> **EXERCISE DIRECTIONS**
Write out each record exactly and skip every image.

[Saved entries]
___
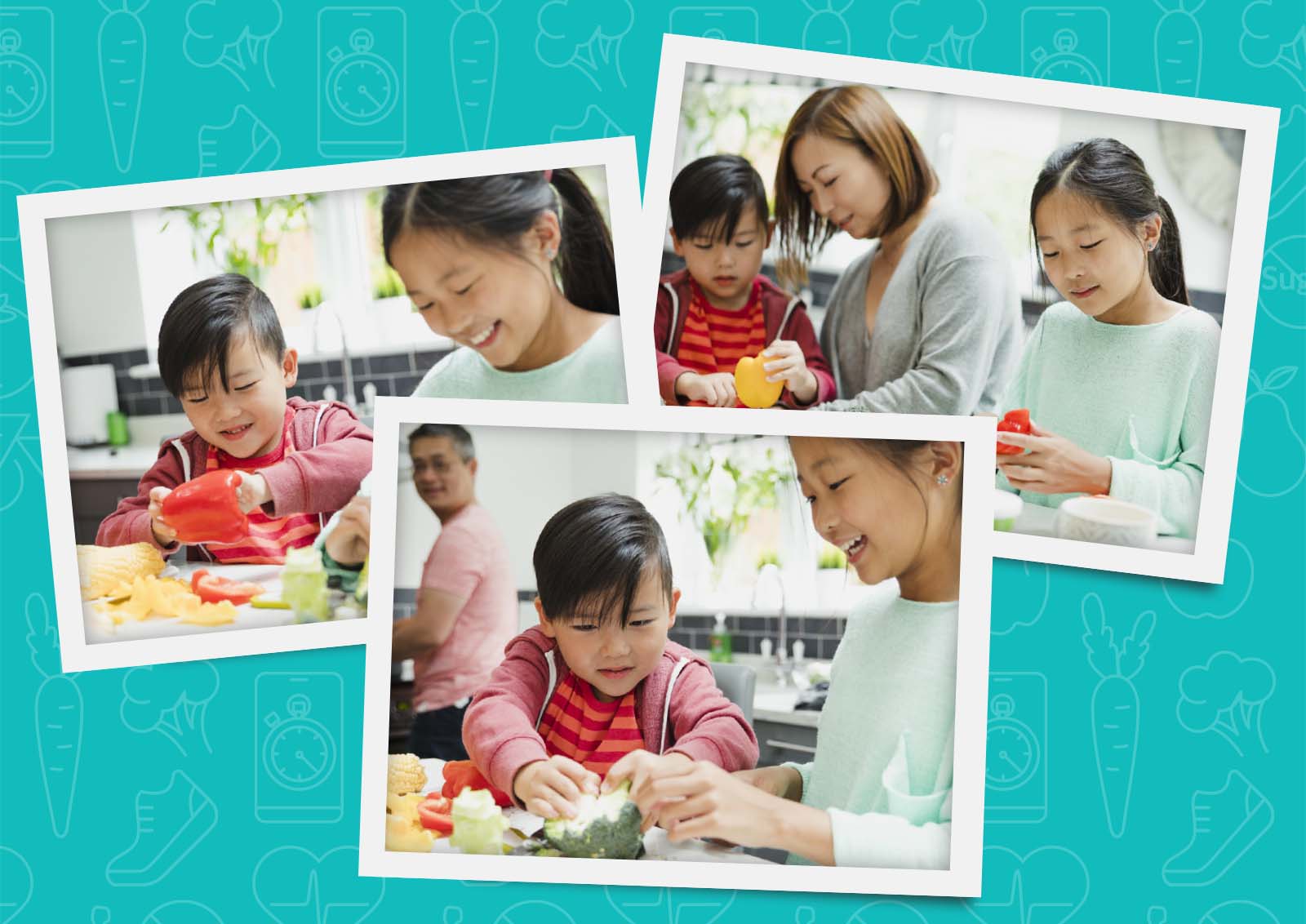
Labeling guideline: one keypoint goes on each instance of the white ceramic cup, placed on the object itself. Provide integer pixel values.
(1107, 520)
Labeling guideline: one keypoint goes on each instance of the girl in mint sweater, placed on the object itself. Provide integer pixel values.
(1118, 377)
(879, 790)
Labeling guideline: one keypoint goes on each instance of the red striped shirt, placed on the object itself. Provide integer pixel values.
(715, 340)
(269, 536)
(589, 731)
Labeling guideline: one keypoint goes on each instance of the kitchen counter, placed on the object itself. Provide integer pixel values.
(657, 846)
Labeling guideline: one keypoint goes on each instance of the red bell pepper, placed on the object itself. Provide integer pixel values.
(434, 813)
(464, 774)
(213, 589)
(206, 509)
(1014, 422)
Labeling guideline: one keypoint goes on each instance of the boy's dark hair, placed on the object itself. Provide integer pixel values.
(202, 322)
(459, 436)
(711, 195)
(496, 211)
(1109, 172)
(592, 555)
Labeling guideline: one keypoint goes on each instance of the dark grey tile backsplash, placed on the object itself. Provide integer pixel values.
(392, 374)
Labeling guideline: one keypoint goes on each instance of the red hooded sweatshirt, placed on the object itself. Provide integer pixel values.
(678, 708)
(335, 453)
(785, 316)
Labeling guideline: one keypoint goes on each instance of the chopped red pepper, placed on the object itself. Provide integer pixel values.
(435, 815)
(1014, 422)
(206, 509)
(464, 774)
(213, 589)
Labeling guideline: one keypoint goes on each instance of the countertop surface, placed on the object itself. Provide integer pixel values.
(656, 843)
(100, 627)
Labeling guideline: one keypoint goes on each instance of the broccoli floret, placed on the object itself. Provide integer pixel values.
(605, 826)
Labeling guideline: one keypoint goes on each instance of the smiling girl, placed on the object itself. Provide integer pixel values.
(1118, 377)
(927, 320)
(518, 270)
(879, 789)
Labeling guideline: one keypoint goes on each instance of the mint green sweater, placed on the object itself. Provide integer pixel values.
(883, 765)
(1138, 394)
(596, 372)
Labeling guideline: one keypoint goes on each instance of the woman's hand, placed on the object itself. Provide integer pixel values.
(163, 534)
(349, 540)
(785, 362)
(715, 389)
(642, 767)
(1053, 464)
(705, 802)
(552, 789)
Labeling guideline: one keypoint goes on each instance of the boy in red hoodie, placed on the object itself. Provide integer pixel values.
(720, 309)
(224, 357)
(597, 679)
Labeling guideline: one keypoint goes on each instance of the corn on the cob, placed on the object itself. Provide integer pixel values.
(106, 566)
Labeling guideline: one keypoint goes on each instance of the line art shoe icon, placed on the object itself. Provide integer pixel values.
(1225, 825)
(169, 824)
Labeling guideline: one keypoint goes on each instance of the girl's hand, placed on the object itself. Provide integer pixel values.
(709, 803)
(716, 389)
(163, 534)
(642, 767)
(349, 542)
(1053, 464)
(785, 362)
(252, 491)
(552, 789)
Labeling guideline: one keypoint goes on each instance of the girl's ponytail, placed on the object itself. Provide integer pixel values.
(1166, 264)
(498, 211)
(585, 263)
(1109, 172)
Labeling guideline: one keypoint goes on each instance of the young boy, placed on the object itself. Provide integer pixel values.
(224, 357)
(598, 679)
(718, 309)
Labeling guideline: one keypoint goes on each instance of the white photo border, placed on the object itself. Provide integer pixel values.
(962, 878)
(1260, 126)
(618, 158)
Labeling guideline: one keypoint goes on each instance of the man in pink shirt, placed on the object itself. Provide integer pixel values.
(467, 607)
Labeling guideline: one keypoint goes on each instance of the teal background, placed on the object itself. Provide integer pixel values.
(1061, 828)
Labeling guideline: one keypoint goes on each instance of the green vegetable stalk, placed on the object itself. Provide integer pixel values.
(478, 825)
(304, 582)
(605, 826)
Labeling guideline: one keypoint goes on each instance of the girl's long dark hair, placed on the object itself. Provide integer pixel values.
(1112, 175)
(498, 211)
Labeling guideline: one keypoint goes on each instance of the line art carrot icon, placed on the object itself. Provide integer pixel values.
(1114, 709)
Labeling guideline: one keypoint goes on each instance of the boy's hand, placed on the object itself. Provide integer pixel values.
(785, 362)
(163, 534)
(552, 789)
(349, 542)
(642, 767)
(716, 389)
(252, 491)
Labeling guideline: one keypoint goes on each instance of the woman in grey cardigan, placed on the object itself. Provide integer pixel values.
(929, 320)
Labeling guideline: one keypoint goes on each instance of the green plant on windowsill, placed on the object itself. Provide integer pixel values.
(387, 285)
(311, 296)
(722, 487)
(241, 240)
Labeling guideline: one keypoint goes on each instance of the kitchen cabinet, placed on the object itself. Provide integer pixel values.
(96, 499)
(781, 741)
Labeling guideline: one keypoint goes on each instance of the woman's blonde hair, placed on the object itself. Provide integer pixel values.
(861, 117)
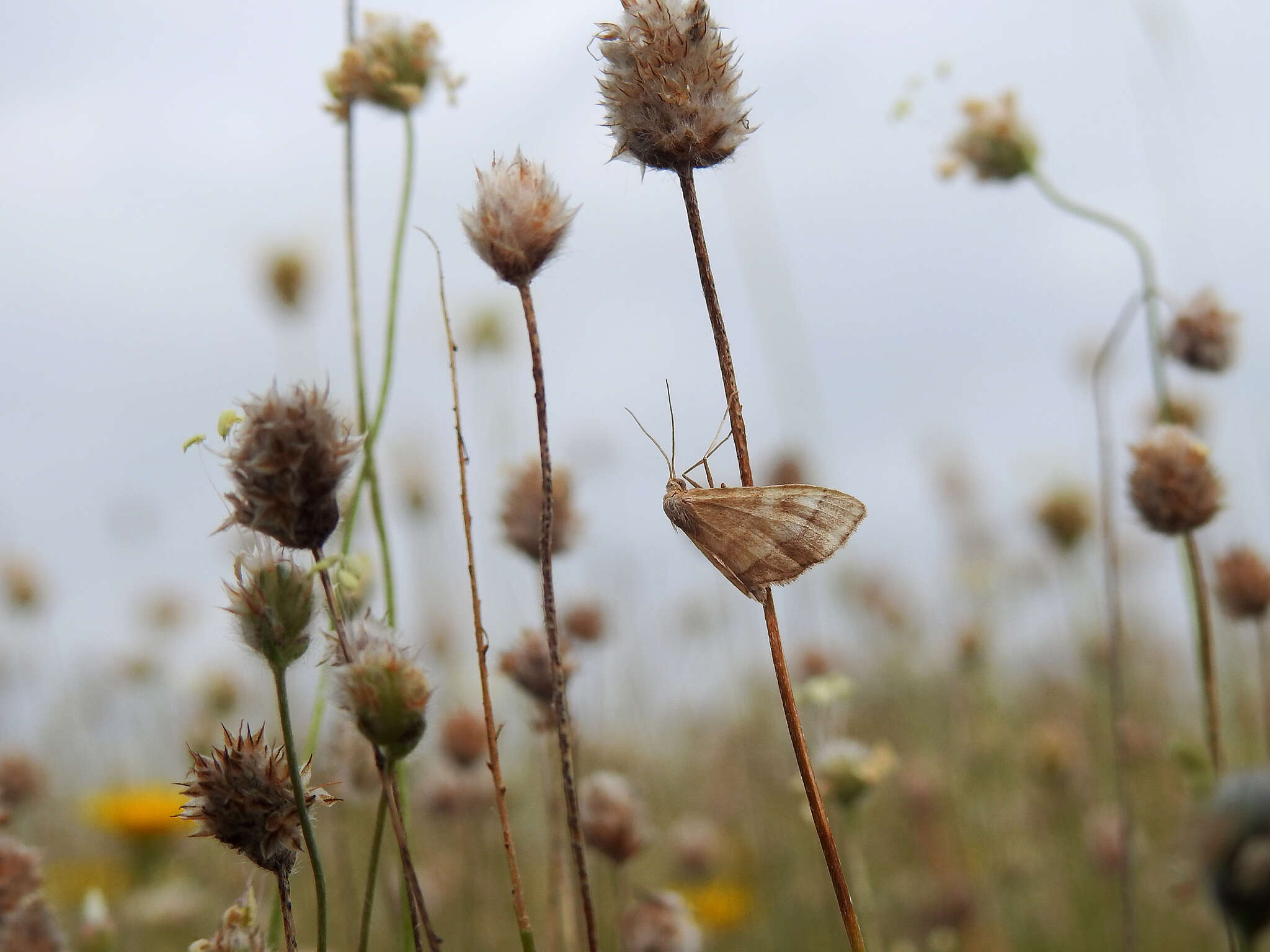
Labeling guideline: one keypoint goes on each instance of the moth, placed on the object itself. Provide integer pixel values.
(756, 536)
___
> **PROBLEM SOLUTION**
Labeling guideline: one keypoint goes on each instance of the white ceramic cup, placed on the object itself. Provide integer pixel values.
(1107, 520)
Labeling guideline: one keypoint goes on each instance of the girl in mint sweater, placed on the object itself. Provide integer pixel values.
(1118, 377)
(879, 790)
Labeling guideline: one keypoint goes on each instance of the red striped shirt, placed on the object itself. Provide integer pixel values.
(715, 340)
(269, 536)
(589, 731)
Labeling guideline: one keypoint goes on each instance of the kitchen counter, placed on the object itself. Provide integer pixel values.
(657, 846)
Labeling guideline: one keypoint goes on each instance of the red bell pepper, placed on the object itself. Provide integer pixel values.
(434, 813)
(464, 774)
(213, 589)
(206, 509)
(1014, 422)
Labeling guideline: one keypoint goes on each instance of the boy's dark hair, placed on the object itself. Provide integer pixel values.
(202, 322)
(459, 436)
(711, 195)
(496, 211)
(1109, 172)
(592, 555)
Labeling guideline: one keypoint goes on each instance of the dark grey tile backsplash, placed on the object itself. Provide integer pixel values.
(392, 374)
Labeling guideline: one keypoint goes on each instance of the red hooded sweatshirt, placed on the object itself. Provide integer pixel values.
(678, 708)
(335, 453)
(785, 316)
Labeling guideline: one keypoint goes on each instance of the chopped red pepper, placed on the object itself. Provide integer pixel values.
(435, 815)
(1014, 422)
(206, 509)
(464, 774)
(213, 589)
Labeling guideline: one keypoint goes on each instance of the countertop surface, placed on the object itself. Provide integer pixel values.
(656, 843)
(100, 627)
Labeling guideline: one keypoint goes on each instance of the broccoli floret, placed on the object itself. Provide integer pixel values.
(605, 826)
Labeling guideline: one keypoint goes on each instance of the smiling girl, placed on the object itself. Provide integer pixel values.
(1118, 377)
(927, 320)
(518, 270)
(879, 789)
Labeling guideline: one keypoint goes on each instance of the mint green sweater, placed on the object itself. Provide integer pixel values.
(883, 765)
(1138, 394)
(596, 372)
Labeling guideline: one keypoint goes on each instance of the woman's hand, placed on the object itself. Provide integer pixel values.
(163, 534)
(349, 540)
(785, 362)
(715, 389)
(642, 767)
(1053, 464)
(705, 802)
(552, 789)
Labeling guideline: one keypoint goes on each instance of the boy in red hoodie, placed on the object itself. Provide integer pixel values.
(720, 309)
(224, 357)
(597, 679)
Labeling guideline: one keypoint goes on each instance of the corn on the cob, placed on the object itself. Provide integer pixel values.
(106, 566)
Labeling guideline: one keypoint goes on each instance of the line art shoe icon, placed on the object itself. Provide integer pixel values.
(1225, 825)
(169, 824)
Labeling guideline: one keypoint goes on each instance of the girl's hand, placed on the object itself. Provide integer pixel values.
(709, 803)
(716, 389)
(163, 534)
(642, 767)
(349, 542)
(1053, 464)
(785, 362)
(252, 491)
(552, 789)
Labeling guideline: one keypoint goes on each instance of the girl's ponytail, placed on the object itself. Provide integer pixel values.
(1166, 264)
(498, 211)
(585, 263)
(1109, 172)
Labeling guideline: one keypoint goes on each instance of the young boy, placed on the object itself. Provide integer pixel values.
(224, 357)
(598, 679)
(718, 309)
Labeling guideline: one keypoint goes on each instance of the white photo border, placed on the object itself. Provide integer pixel values.
(962, 878)
(1260, 126)
(618, 158)
Labeling guideline: one keypoint goes on each instance of the man in pink shirt, placed on the object itself. Provide integer pixel values.
(467, 607)
Labeling guideline: one keypoint goes on each instance of the teal background, placed on the object itself. Provide integer pixel values.
(1061, 828)
Labeling guideline: one keypoint goes on each instance of the green vegetable stalk, placed on the object itself. Provide integer pixel values.
(478, 825)
(304, 582)
(605, 826)
Labeling guideline: one keypoint goes on each instance of the girl's long dark hair, placed on the object itself. Provide integer pixel values.
(1112, 175)
(498, 211)
Labeling guideline: one keypoint goes on each instance of the line art carrot icon, placed on the object itself. Provide integer pixel values.
(1114, 709)
Labeling guideline: one keypoint goes on each instance of the boy's hand, placed on the object itself. Provide integer pixel values.
(785, 362)
(163, 534)
(552, 789)
(349, 542)
(642, 767)
(716, 389)
(252, 491)
Labeling guideline: one keypoint goes on each instance of the woman in grey cardigan, placed on the object itself. Provide integer pixel values.
(929, 320)
Labeling guideline: one keypoint goes on each instance of the green plant on windowsill, placed on the object itself. Provide integer pixel values.
(387, 285)
(311, 296)
(722, 487)
(241, 240)
Labeling guideline: one keypoint goes on each instance of the kitchen cabinet, placed on the object itself. Provide integer pixel values.
(96, 499)
(781, 741)
Labeling guideline: one keypoint goes on each instance of the woman's blonde hair, placed on the object itself. Provide integer pixel values.
(861, 117)
Labeling guideline: one keypoint goes on each instance of the moth, placed on the object itself. Provide integer pixel values.
(756, 536)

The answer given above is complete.